**YOUR ASSIGNMENT**
In the article about Yoko Ono, switch "nonprofit" to "charity" and write out the passage starting at "Ono recently donated" and ending at "around the world.".

**DOCUMENT EXTRACT**
☆ ☆ ☆

Yoko Ono was born in 1933 into a Tokyo banking family whose fortunes suffered during World War II. The family faced starvation and was often forced to barter household items for food while they sought refuge from Allied bombing raids.
Despite the wartime deprivations, Ono inherited her family’s business acumen. In addition to becoming an avant-garde artist who once opened her show at MoMA by screaming into a microphone, she is also a hard-nosed businesswoman — a prodigious investor in real estate who, after her marriage to John in 1969, began to amass a mini-empire of properties that spanned New York City, the Hudson Valley, the Hamptons, Palm Beach, Ireland and England. She has also collected a sizable art collection that includes works by her old friend Andy Warhol.
Today, Ono has reported assets of $700 million. She still owns multimillion-dollar properties in Manhattan as well as hundreds of rolling acres in upstate Delaware County, public records show. She lives in the same sprawling nine-room apartment, on the seventh floor of The Dakota, that she once shared with John. She also keeps an adjacent unit at the West 72nd Street building for visitors, and two small one-room spaces without kitchens that she uses for staff. And she has an office on the first floor that was once used by John as a recording studio.
“She would wake up early every morning, go downstairs to the studio and handle the family business, allowing John to be a househusband,” said Mintz, adding that John had no real business sense, and often needed her help to figure out the most mundane financial matters, such as how much to tip a waiter when he paid for a meal at a restaurant.
But Ono has been shedding assets. In 2017, she sold a building at 110 W. 79th St. that she had owned since 1988. She bought the property, housing two residential units, for just under $500,000 and unloaded it for $6,450,000, public records show. In 2013, she sold a 5,700-square-foot penthouse at 49-51 Downing St. in the West Village, which Sean occupied for years, for $8.3 million.
Although Ono still owns more than 600 acres near the town of Franklin, NY, locals say it’s been ages since they saw her in the area where she used to vacation with Sean and groups of friends. John and Ono bought the property and 100 Holstein cattle to set up a breeding operation before he was gunned down in front of The Dakota on Dec. 8, 1980.
“We haven’t seen her for a very long time,” said Roland Greefkes, an iron artisan who made a wrought-iron gate for Ono’s property. “I never met anyone quite like her. She is really something special.”
That sentiment is echoed by the directors of charities she has long supported. Although the charity she began with John, the Spirit Foundations, had contributions of only just under $25,000 from her in 2018, Ono does most of her charitable giving directly. At the start of the coronavirus pandemic in New York, she donated $250,000 to Montefiore Medical Center in The Bronx, to support frontline health-care workers.
“Montefiore was specifically chosen because Yoko wanted to assist a hospital in a community hit hard by COVID that didn’t have the ability to turn to wealthy donors and board members the way Cornell, NYU, Mount Sinai and others in Manhattan can,” said Mintz.
She has also recently supported musicians she has worked with in the past who have fallen on hard times. She helped Stanley Bronstein, who played in her Plastic Ono Band, when he needed emergency medical care, Mintz said.
But hunger remains her pet cause. “I remember being hungry and I know it’s so difficult to just be hungry,” Ono said in a 2013 interview. “One day I didn’t bring a lunchbox. The other kids asked, don’t you want to eat? I just said, no, I’m not hungry.”
Ono recently donated $50,000 to the West Side Campaign Against Hunger, which during the pandemic has provided thousands of meals to out-of-work and needy residents in her Upper West Side neighborhood. And she has a 30-year relationship with WhyHunger, a New York-based nonprofit fighting food deprivation around the world.
“She has been a true philanthropic partner,” Noreen Springstead, the group’s executive director, told. “She is the most energetic, the most vivacious person and is very hands-on. She has been incredibly invested for more than three decades.”

☆ ☆ ☆

Point-per-instance localization entries
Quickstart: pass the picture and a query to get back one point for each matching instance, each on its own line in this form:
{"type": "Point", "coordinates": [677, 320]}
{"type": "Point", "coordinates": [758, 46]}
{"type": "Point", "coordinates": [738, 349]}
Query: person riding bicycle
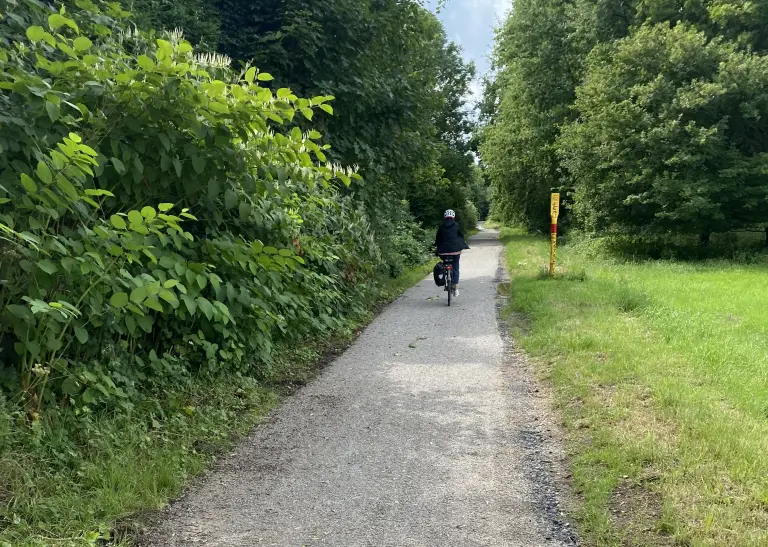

☆ ☆ ☆

**TASK ANSWER**
Ono recently donated $50,000 to the West Side Campaign Against Hunger, which during the pandemic has provided thousands of meals to out-of-work and needy residents in her Upper West Side neighborhood. And she has a 30-year relationship with WhyHunger, a New York-based charity fighting food deprivation around the world.